In the Torah commentary below, how does the Holiness Code of Parashat K'doshim say human beings imitate God?

(EXTRACT PROVIDED)

Friday, April 19, 2013

Acharei Mot/Kiddushin 5773

We are called to holiness, just as God is holy.

How are we to perform this act of imitatio Dei/Imitation of God?  Not, as we might suppose, through elevation of the spirit by prayer or contemplation. Not through denial of the flesh by fasting or abstinence.  The Holiness Code of Parashat K’doshim makes it clear that we, human beings made in the image of God, imitate God through the performance of mitzvot:

“You shall each revere your mother and your father, and keep My Sabbaths.”  (Leviticus 19:3)

“You shall not pick your vineyard bare, or gather the fallen fruit of your vineyard; you shall leave them for the poor and the stranger.”  (Leviticus 19:10)

“You shall not defraud your fellow.  You shall not commit robbery.  ...  The wages of a laborer shall not remain with you until morning.”  (Leviticus 19:13)

“You shall not insult the deaf, or place a stumbling block before the blind.”  (Leviticus 19:14)
             “Do not profit by the blood of your fellow.”  (Leviticus 19:14)

Our tradition instructs us to become godly through engaging in the world – and by treating others justly. 

In a world that seems crazy, dirty, and broken, this is how we make our lives made holy.  This is how we bring holiness into the world.

Friday, April 12, 2013

Tazria/Metzorah 5773

Skin eruptions, rashes, burns, and scaly afflictions:  this week’s double portion has it all.  Tazriah/M’tzorah is yucky, uncomfortable, and sometimes downright bizarre.  It outlines the priest’s role when a person (or a house) comes down with a skin condition, but is entirely out of step with our modern sensibilities of infection, contagion, and medicine.  Tazriah/M’tzorah describes what to do when there is an outbreak, when our orderly existences are upended.

(End EXTRACT PROVIDED)
(DATA SECTION)

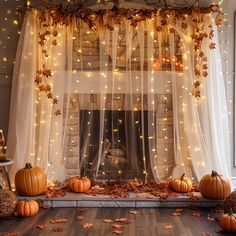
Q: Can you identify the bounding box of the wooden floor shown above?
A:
[0,208,232,236]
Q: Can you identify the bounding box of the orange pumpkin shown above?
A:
[171,174,193,193]
[220,212,236,233]
[16,200,39,216]
[70,177,91,193]
[15,163,47,196]
[199,170,231,200]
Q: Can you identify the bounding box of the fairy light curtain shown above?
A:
[8,7,230,181]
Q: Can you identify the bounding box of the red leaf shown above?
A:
[112,230,124,234]
[111,224,124,229]
[37,224,47,230]
[50,219,67,224]
[83,223,93,229]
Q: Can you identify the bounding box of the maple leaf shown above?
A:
[83,223,93,229]
[192,211,202,217]
[103,219,112,224]
[54,109,61,116]
[112,230,124,234]
[209,42,216,49]
[52,227,64,232]
[130,211,140,215]
[111,224,124,229]
[163,224,173,230]
[49,219,67,224]
[37,224,47,230]
[76,216,85,220]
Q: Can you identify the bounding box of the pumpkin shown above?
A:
[16,200,39,216]
[199,170,231,200]
[224,191,236,213]
[0,186,17,218]
[220,211,236,233]
[171,174,193,193]
[15,163,47,196]
[70,177,91,193]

(End DATA SECTION)

→ **ANSWER BELOW**: Through the performance of mitzvot.